Required work — Your reply should hold exactly the lines from the one that contains "wall with a point in the photo above." through the end of the data. Repeat them word for word.

Data in this exercise —
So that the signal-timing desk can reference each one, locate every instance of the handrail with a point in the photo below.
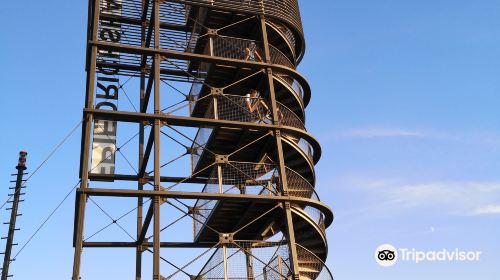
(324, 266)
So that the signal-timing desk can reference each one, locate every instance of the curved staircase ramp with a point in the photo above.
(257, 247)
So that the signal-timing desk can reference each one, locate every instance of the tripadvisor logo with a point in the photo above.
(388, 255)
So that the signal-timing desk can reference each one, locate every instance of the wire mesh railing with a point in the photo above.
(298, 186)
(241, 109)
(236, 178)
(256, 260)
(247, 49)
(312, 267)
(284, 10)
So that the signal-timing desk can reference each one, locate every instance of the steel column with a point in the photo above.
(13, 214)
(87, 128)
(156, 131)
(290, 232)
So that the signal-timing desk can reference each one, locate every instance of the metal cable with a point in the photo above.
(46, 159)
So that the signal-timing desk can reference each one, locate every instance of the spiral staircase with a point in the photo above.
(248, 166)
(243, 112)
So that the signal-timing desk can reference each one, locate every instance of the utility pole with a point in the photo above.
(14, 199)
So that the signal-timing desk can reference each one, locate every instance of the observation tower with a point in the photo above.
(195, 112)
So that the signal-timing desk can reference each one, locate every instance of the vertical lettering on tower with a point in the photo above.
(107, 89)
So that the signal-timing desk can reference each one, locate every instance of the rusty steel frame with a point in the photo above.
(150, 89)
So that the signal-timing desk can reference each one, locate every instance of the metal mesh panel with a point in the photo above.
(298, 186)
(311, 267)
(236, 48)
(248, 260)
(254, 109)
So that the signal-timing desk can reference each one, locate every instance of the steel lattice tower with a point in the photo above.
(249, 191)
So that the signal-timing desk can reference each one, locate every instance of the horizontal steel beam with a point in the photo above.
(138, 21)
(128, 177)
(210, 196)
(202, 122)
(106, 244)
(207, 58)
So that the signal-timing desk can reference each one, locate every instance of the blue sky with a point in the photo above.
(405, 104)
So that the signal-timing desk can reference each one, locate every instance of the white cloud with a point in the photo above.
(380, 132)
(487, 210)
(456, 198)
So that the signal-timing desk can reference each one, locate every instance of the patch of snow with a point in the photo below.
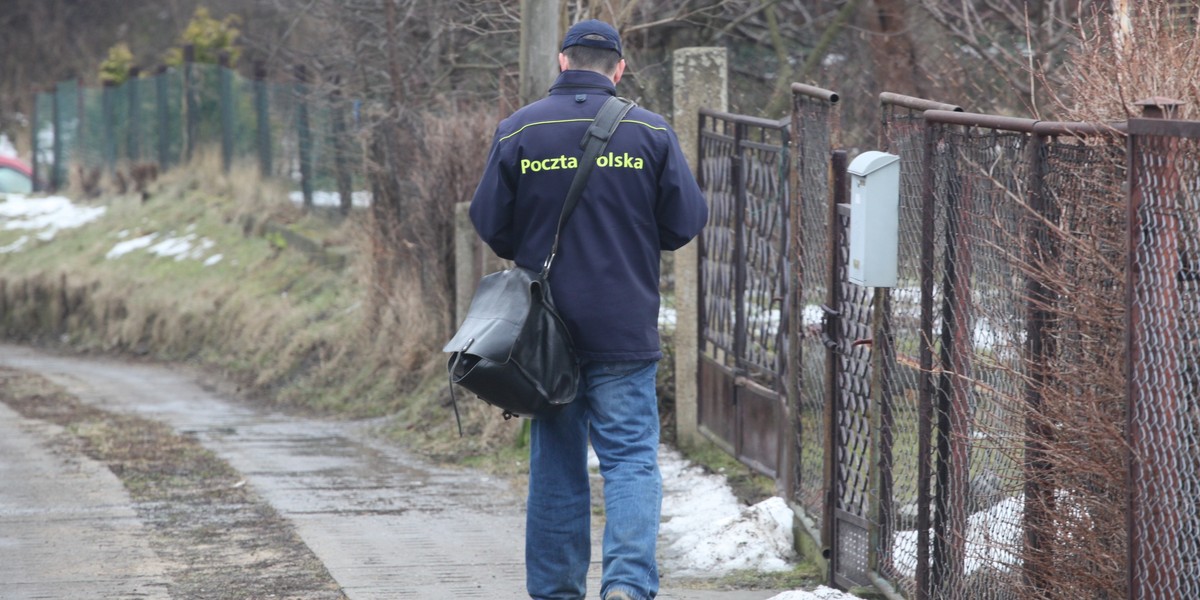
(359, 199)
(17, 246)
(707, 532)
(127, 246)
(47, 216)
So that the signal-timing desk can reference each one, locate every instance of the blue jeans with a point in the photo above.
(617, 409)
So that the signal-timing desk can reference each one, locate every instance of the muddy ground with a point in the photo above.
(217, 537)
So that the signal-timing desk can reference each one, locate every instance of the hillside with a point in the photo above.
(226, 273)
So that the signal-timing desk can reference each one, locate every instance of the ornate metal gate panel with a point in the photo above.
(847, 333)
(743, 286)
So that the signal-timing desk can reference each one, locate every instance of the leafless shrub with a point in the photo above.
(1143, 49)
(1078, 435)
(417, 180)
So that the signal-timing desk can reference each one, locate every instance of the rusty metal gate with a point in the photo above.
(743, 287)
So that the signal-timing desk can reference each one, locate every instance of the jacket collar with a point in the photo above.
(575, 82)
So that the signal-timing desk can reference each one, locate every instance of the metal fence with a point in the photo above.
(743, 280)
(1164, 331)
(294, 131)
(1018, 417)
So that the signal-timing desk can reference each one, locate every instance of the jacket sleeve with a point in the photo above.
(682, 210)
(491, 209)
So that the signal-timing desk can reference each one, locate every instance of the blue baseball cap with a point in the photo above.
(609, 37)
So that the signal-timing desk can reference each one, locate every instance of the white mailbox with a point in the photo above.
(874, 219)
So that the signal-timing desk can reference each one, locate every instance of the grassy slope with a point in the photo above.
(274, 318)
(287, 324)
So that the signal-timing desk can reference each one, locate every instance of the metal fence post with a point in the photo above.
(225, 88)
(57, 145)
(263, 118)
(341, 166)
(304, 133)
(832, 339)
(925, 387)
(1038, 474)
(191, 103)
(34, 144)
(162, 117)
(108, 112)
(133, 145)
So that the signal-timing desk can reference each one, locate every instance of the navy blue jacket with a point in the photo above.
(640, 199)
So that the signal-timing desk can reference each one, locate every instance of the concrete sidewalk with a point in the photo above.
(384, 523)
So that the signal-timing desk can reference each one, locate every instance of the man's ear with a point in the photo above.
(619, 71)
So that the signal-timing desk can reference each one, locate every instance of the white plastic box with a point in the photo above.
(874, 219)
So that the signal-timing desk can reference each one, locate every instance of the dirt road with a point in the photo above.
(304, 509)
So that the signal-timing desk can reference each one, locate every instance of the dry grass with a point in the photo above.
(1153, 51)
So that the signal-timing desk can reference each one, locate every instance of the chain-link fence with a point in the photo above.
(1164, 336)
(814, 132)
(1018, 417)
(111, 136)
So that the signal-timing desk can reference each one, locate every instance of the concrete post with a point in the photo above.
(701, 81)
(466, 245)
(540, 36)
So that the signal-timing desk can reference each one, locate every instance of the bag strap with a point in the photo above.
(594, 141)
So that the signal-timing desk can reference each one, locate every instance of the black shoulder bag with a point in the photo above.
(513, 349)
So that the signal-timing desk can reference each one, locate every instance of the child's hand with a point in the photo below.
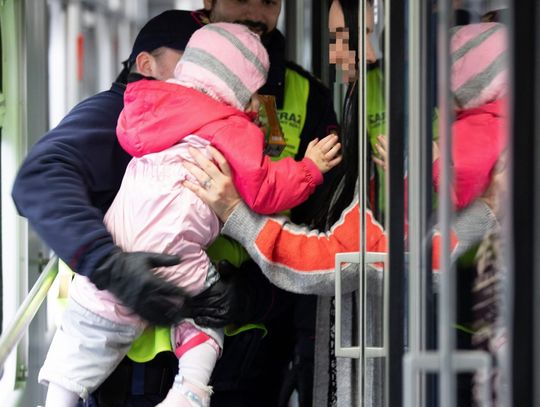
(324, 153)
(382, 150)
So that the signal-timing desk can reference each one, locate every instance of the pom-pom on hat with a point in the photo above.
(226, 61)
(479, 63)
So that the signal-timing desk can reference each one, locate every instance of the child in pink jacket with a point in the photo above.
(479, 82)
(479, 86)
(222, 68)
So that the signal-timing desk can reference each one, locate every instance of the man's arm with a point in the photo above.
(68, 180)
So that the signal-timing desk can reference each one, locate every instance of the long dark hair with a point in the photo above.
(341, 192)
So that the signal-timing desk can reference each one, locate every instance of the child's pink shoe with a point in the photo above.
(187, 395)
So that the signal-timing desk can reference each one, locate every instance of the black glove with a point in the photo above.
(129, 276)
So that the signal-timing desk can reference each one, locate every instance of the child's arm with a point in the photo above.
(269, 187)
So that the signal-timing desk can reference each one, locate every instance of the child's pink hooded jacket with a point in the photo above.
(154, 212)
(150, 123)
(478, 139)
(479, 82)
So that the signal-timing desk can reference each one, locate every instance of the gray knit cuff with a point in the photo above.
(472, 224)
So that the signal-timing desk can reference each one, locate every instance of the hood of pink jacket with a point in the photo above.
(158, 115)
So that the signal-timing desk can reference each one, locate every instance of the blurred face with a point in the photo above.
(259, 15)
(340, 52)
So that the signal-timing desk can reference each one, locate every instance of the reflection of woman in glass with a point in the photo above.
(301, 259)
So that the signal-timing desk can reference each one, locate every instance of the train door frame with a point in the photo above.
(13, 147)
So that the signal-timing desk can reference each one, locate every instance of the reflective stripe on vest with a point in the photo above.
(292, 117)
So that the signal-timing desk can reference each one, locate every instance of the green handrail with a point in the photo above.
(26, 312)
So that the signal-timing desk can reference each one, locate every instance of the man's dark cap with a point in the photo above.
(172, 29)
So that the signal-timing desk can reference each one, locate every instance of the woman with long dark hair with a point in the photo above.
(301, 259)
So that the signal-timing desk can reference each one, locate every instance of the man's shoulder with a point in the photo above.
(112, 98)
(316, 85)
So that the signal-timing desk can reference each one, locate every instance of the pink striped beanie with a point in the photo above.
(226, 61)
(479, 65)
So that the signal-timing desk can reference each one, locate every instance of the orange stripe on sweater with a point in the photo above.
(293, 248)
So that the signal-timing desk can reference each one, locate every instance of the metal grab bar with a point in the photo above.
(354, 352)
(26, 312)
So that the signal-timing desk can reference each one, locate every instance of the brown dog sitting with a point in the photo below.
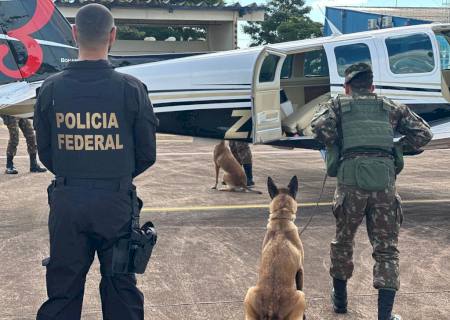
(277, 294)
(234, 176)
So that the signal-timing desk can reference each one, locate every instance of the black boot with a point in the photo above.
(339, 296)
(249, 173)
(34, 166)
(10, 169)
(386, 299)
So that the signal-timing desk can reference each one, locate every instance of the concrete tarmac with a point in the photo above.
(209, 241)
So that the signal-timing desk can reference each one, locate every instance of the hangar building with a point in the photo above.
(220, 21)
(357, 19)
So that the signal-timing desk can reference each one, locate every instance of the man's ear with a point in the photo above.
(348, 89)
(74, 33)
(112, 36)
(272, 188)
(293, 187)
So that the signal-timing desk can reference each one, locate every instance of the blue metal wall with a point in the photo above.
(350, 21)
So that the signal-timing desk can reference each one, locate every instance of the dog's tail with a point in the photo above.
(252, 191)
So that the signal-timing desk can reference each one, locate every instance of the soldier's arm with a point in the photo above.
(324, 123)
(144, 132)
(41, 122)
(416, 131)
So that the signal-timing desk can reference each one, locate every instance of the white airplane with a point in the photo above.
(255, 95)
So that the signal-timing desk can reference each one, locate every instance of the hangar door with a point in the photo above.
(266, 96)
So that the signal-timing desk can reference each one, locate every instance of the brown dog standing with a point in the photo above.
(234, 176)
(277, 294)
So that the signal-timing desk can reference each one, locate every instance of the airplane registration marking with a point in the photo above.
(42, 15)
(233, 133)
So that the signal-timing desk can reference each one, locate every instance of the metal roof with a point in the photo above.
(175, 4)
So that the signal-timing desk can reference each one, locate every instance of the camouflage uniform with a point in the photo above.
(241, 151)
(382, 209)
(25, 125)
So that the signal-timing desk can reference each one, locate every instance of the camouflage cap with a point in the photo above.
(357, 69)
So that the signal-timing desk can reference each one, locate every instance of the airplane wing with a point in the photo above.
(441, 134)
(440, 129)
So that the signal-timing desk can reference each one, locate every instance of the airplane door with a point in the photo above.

Answer area —
So that the signal-timing desk can reference each one, locate every instance of the blue metal wall with a point in the photo above.
(350, 21)
So that the signal-timing desk can reference each one, locate every instance of the dog's tail with a point in the photo above.
(252, 191)
So that the signal-timing desk can reference each one, locate every instance of the soldier's arm with a point in the photo above.
(324, 123)
(144, 132)
(41, 122)
(416, 131)
So that the signal-timing desk can reference each one, locate every instance of the white airplane with a point in the photo above.
(255, 95)
So that the signal-timing desk can reference each one, locate every instance of the hangar door with a point in the photo above.
(266, 96)
So that the signal-timing desk can reference each one, locate every instance of the brown dog standing with a point in the photo above.
(234, 176)
(277, 294)
So that the signal-timing desk can reference each one, locate every instance of the airplane registration marking with a point in the photo above.
(42, 15)
(233, 133)
So that the signal-timing desk can reference each one, locate every instance of the metal roof with a point in the photo above.
(175, 4)
So that the signal-timing desk can reference each one, locate every instance of the camouflage uniform with a point in the photo above.
(241, 151)
(382, 209)
(25, 125)
So that the signal-timing desk can reference each one, locate every instance of the camouflage cap with a point in the photo above.
(357, 69)
So that the signal-timing desk can reference each one, locate every instance of the airplane wing with a point in the photo above.
(441, 134)
(440, 129)
So that the signal-timing desk can reference each one, locate every instance of the airplane door with a point in the photo above.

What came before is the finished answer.